- DATASET CONTENT

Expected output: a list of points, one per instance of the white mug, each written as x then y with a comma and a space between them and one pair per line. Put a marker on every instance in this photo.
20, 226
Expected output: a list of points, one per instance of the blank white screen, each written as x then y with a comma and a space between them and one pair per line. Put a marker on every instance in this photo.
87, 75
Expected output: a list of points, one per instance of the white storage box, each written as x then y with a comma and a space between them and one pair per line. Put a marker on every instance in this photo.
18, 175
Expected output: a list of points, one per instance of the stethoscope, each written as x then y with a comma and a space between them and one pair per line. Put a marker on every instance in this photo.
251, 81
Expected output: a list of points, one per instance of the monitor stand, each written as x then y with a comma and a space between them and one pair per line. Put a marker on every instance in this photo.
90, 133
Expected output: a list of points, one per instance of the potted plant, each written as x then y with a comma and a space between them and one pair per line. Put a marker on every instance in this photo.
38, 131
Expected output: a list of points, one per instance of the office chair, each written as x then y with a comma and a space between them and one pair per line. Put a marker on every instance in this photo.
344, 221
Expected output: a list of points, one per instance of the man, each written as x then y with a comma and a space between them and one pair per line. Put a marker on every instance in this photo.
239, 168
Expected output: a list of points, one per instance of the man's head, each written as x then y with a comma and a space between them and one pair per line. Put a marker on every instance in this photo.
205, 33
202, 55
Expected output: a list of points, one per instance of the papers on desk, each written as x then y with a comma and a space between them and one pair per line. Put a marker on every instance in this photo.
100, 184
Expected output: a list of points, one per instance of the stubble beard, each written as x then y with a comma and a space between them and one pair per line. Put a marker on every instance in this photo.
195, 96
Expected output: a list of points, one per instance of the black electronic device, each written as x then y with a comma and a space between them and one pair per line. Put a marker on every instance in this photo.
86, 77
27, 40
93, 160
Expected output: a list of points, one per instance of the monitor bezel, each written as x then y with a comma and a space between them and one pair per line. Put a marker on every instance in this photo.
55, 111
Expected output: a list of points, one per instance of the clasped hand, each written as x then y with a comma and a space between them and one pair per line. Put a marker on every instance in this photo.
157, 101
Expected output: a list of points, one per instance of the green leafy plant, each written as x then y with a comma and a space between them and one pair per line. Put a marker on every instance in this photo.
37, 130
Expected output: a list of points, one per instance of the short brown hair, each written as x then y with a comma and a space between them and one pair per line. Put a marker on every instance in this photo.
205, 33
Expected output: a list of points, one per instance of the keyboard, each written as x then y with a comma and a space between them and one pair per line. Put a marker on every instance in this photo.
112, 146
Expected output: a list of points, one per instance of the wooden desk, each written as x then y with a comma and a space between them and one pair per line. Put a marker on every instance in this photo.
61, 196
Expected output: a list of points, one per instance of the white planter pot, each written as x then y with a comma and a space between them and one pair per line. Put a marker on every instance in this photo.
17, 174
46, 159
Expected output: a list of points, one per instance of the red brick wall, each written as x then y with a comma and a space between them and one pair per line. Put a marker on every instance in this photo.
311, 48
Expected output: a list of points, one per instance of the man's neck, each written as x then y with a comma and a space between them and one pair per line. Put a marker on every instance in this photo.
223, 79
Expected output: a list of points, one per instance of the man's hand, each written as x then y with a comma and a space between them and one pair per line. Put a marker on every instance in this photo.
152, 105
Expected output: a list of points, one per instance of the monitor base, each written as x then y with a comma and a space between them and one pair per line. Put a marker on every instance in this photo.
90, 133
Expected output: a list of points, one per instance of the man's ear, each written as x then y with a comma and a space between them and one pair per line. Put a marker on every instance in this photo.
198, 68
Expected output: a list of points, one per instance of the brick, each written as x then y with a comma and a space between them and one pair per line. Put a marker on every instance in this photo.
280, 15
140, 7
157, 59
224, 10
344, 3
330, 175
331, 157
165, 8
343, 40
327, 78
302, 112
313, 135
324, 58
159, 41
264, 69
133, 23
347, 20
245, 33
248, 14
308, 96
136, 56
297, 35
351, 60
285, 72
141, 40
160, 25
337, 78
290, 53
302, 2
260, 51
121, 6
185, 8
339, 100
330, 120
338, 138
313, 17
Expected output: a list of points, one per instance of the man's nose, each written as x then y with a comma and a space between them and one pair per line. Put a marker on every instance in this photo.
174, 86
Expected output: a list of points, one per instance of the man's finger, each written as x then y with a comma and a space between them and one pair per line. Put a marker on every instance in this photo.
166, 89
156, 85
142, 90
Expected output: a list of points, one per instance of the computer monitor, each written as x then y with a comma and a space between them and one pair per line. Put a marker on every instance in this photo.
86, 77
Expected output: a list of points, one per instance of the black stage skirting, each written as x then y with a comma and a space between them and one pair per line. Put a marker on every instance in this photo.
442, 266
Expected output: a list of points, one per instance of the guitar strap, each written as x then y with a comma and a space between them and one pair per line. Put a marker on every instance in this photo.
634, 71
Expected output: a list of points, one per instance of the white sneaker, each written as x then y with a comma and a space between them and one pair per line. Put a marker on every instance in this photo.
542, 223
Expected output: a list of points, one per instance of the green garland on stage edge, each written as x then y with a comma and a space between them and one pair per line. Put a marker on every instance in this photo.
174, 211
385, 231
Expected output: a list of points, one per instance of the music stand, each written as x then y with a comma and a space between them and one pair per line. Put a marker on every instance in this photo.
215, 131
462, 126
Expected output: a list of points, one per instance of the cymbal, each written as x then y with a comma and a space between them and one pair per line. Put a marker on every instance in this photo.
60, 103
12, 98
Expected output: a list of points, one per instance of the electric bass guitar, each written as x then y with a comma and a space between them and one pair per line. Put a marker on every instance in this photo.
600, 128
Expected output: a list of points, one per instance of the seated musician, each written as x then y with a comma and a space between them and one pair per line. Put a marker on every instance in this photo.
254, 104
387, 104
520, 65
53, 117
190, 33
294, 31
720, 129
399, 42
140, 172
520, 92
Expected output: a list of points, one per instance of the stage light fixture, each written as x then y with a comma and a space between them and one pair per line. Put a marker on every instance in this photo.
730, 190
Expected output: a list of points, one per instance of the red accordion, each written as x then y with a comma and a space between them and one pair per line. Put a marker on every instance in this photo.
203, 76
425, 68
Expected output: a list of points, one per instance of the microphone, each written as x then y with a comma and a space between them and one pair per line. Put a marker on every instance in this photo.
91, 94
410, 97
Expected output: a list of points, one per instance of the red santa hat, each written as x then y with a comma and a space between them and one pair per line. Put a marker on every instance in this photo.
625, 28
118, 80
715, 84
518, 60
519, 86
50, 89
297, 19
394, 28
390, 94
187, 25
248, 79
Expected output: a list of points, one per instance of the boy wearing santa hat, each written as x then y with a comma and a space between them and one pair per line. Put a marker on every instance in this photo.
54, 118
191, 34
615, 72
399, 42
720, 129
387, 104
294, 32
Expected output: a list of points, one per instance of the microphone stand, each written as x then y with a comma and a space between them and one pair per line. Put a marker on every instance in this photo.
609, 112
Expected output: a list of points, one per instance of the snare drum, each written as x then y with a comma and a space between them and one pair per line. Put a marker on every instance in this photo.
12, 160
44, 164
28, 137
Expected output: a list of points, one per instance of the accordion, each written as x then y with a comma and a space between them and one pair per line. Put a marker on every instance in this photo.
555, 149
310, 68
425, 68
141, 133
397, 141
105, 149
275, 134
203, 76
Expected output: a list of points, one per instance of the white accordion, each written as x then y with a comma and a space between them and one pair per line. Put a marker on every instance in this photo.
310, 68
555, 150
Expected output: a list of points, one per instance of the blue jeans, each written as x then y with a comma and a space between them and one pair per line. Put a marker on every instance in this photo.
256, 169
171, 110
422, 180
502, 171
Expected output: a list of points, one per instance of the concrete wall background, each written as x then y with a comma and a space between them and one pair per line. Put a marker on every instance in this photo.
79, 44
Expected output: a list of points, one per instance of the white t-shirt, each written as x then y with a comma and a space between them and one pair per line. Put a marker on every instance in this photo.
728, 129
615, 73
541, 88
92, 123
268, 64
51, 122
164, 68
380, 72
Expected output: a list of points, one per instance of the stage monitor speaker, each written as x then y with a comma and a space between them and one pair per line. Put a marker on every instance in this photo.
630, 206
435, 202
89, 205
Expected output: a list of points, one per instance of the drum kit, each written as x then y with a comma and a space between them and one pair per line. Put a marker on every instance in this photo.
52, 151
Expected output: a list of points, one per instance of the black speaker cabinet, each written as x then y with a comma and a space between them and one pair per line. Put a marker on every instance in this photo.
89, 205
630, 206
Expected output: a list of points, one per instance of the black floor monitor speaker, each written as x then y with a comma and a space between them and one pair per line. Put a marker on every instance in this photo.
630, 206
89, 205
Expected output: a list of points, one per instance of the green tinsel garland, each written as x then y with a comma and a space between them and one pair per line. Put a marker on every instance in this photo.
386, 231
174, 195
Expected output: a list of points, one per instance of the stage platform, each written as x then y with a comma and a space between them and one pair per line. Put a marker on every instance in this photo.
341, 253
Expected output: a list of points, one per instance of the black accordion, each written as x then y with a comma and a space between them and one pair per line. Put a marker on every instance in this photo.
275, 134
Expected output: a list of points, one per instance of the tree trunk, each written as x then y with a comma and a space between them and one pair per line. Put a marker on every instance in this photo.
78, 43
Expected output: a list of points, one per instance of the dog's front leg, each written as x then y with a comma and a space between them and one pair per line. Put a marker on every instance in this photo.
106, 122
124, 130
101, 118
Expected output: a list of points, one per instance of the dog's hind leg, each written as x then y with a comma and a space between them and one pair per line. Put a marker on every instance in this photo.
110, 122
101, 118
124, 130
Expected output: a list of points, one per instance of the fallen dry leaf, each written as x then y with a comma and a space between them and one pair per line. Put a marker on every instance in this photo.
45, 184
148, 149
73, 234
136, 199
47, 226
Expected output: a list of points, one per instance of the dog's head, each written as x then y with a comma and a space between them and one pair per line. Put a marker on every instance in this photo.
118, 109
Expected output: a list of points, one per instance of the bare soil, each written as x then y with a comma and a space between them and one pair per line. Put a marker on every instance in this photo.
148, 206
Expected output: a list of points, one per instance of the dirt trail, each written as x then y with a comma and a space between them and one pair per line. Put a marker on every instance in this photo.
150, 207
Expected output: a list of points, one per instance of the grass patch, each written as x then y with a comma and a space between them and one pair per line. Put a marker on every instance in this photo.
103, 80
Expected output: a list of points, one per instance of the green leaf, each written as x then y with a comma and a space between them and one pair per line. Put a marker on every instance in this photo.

- TO BE DONE
Repeat exactly the lines starting at the line with "dog's head, each" and ending with the final line of the entries. Include nothing else.

- REPLY
Expected output: a list of points, one per instance of the dog's head, each written as x then y with a comma and a space between them and one pair per line. Put a marker on every instance in this photo.
118, 109
Expected output: a list of points, one per instance of the bare soil, each written as x then y with a comma and a space between them and one pair per line. Put a marker on every instance in this photo.
148, 206
Expected output: a list of points, one per instance of the dirt trail, each written as x then y with a comma and a space between them and one pair per line. Put a marker on every instance in this photo.
150, 207
Expected output: a list of points, one per instance of the grass patch, each written as x then y with a comma and a space between them and one pair per line. Put a marker on every instance in this photo.
103, 80
Expected output: a list of points, one per instance of the green leaf, each written as x then y with a comma and a space between them and one pair per line. Put a marker on every instance in this photo.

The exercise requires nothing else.